*Requirement A:* Which lines of the records contain the word "rocky"? Return each one, treating uppercase and lowercase as different.

*Source excerpt:*
***

In [None]:
%pip install datasets transformers
%pip install bert_score
%pip install evaluate
!python -m spacy download en_core_web_sm
!python -m spacy download de_core_news_sm

In [None]:
from torchtext.data.utils import get_tokenizer
from torchtext.vocab import build_vocab_from_iterator
from typing import Iterable, List
from datasets import load_dataset
from torchtext.datasets import multi30k, Multi30k
from torch import Tensor
import torch
import evaluate as E
import matplotlib.pyplot as plt
import torch.nn as nn
from torch.nn import Transformer
import math
from torch.nn.utils.rnn import pad_sequence
from timeit import default_timer as timer
from torch.utils.data import DataLoader
import numpy as np
import math
from transformers import T5ForConditionalGeneration, T5Tokenizer
from transformers import T5Tokenizer, T5Model
import pandas as pd
from transformers import pipeline
from transformers import BertTokenizer, BertModel, BertForSequenceClassification, BertConfig
from sentence_transformers import SentenceTransformer


# Loading 1 dataset

In [None]:
path = '/content/drive/MyDrive/A3_task1_data_files'

task1_train_data =  pd.read_csv(path + '/train.csv', sep = "\t")
task1_train_data.dropna(inplace=True)
task1_train_data.reset_index(drop=True, inplace=True)

path = '/content/drive/MyDrive/A3_task1_data_files'
task1_val_data =pd.read_csv(path +'/dev.csv', sep = "\t")
task1_val_data = task1_val_data.rename(columns = {'setence1':'sentence1'})
task1_val_data.dropna(inplace=True)
task1_val_data.reset_index(drop=True, inplace=True)

DEVICE = torch.device('cuda' if torch.cuda.is_available() else 'cpu')
print(DEVICE)


## 1B

In [None]:
def metrics_1(data, model):
    values = []
    for i in range(len(data)):
        embed1 = model.encode(data.iloc[i]['sentence1'])
        embed2 = model.encode(data.iloc[i]['sentence2'])
        similarity = np.dot(embed1, embed2)/(np.linalg.norm(embed1)*np.linalg.norm(embed2))
        values.append(similarity*5)
    pearson = np.corrcoef(values, data['score'])
    print("Pearson Correlation: ", pearson[0][1])

In [None]:
model_1B = SentenceTransformer('distilbert-base-nli-mean-tokens')

***

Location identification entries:
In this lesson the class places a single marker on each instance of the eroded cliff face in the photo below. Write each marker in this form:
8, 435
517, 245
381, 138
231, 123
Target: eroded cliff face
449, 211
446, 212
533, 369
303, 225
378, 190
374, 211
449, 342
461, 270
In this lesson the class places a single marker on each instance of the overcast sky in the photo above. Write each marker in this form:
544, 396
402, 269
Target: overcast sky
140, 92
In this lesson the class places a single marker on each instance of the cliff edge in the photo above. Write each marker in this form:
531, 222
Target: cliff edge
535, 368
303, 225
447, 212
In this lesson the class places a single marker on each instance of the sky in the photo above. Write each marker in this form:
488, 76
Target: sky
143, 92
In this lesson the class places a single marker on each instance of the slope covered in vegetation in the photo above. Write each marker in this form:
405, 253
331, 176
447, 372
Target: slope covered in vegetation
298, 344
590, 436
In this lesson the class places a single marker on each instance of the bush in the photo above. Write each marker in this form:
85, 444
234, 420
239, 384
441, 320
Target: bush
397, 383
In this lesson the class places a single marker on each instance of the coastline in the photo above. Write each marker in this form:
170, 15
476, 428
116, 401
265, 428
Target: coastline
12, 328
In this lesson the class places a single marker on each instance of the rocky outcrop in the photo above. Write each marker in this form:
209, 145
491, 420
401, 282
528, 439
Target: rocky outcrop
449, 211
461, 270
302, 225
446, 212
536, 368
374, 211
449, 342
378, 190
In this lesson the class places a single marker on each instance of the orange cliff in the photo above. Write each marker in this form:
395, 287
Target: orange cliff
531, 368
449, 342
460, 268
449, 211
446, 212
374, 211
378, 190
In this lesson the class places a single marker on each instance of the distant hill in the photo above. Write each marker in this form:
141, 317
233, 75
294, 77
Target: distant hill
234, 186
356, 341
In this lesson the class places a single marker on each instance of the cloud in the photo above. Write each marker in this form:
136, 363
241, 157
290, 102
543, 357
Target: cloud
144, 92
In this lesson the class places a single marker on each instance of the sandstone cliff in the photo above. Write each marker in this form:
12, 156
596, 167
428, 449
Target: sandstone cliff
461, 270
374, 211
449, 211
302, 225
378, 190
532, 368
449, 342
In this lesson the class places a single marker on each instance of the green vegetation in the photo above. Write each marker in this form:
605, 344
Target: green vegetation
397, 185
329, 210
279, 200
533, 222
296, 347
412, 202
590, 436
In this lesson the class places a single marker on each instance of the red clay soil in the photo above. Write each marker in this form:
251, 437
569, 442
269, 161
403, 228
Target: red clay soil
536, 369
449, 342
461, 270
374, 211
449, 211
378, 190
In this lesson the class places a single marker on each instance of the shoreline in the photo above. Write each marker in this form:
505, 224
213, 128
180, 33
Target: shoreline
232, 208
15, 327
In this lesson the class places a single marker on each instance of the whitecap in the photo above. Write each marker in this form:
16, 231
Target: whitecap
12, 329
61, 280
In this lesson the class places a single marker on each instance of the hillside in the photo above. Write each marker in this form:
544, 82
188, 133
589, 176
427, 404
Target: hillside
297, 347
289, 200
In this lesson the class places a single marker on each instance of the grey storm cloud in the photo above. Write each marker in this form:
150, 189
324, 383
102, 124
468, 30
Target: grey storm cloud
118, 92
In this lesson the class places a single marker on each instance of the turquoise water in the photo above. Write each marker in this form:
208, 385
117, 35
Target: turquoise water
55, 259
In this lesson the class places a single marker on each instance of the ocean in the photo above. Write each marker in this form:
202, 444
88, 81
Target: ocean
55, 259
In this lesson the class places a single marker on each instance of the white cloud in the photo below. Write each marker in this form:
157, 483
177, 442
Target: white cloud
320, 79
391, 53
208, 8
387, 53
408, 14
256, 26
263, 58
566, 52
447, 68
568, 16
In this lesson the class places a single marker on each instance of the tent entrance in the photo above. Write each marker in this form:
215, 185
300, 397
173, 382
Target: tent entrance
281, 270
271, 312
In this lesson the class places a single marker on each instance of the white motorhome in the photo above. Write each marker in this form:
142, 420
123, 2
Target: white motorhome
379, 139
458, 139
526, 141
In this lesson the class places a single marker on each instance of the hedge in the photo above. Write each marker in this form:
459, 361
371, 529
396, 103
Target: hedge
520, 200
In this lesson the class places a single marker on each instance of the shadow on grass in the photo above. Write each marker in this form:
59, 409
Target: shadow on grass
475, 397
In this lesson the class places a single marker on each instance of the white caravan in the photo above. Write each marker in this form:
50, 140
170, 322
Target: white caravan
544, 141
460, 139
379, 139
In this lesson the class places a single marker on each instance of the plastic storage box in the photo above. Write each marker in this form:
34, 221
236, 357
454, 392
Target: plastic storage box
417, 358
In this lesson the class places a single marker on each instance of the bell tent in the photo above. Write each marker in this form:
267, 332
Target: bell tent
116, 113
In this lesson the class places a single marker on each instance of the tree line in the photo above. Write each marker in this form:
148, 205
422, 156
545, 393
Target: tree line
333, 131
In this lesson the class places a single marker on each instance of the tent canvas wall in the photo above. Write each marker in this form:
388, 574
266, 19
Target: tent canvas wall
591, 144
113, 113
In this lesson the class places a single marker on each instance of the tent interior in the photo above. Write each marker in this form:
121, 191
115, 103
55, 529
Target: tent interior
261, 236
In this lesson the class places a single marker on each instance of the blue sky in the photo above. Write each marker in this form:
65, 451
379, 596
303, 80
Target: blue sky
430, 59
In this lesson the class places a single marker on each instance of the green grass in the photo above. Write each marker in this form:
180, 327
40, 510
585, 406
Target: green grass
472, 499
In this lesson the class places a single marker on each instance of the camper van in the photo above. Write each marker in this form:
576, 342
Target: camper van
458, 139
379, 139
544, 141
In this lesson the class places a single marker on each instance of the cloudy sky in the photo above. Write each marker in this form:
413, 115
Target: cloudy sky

***

*Requirement B:* In the notebook code, which pretrained model name is passed to SentenceTransformer to create model_1B?

*Complete output A:*
In this lesson the class places a single marker on each instance of the rocky outcrop in the photo above. Write each marker in this form:
Target: rocky outcrop

*Complete output B:* distilbert-base-nli-mean-tokens